# Materials provided
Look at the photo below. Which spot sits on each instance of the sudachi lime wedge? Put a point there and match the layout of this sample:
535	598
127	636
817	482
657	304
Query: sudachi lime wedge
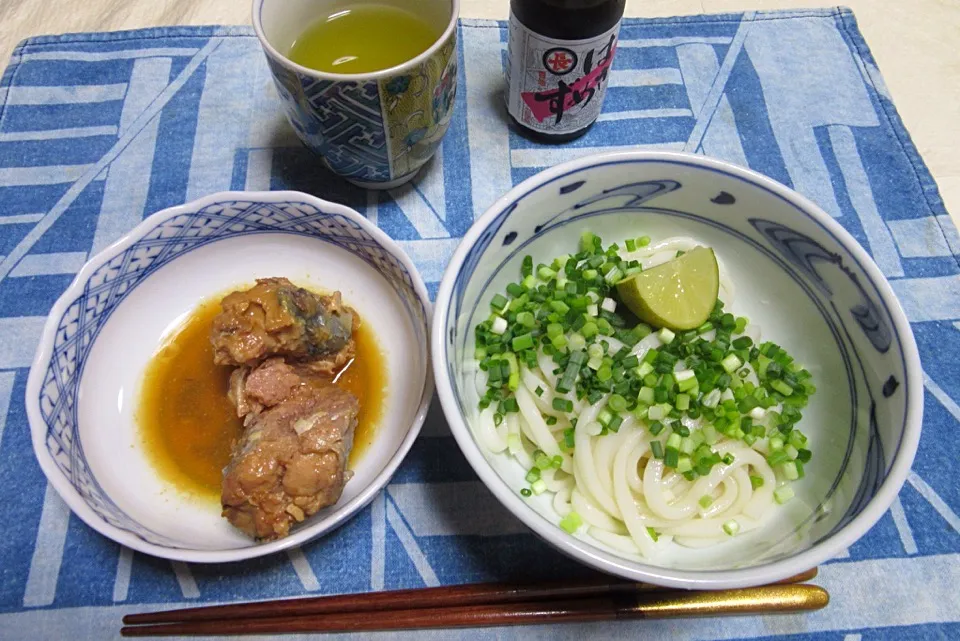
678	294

...

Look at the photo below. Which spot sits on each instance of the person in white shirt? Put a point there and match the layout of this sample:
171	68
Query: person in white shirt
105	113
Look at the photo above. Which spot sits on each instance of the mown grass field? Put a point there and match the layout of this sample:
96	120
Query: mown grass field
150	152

# Required work
Go through the records line by line, and copy each line that holds the string "layout".

# Task solution
Look at the photo below. Which spot sits on each instance of the sudachi lime wedge? Put a point there and match the layout of this sample:
Look at the photo below. Which spot sits on each instance of the person in white shirt? Put a point there and match the layout of this sample:
Look at the photo above. Which spot sits on each instance of the mown grass field? Put a point there and match the layout of this sample:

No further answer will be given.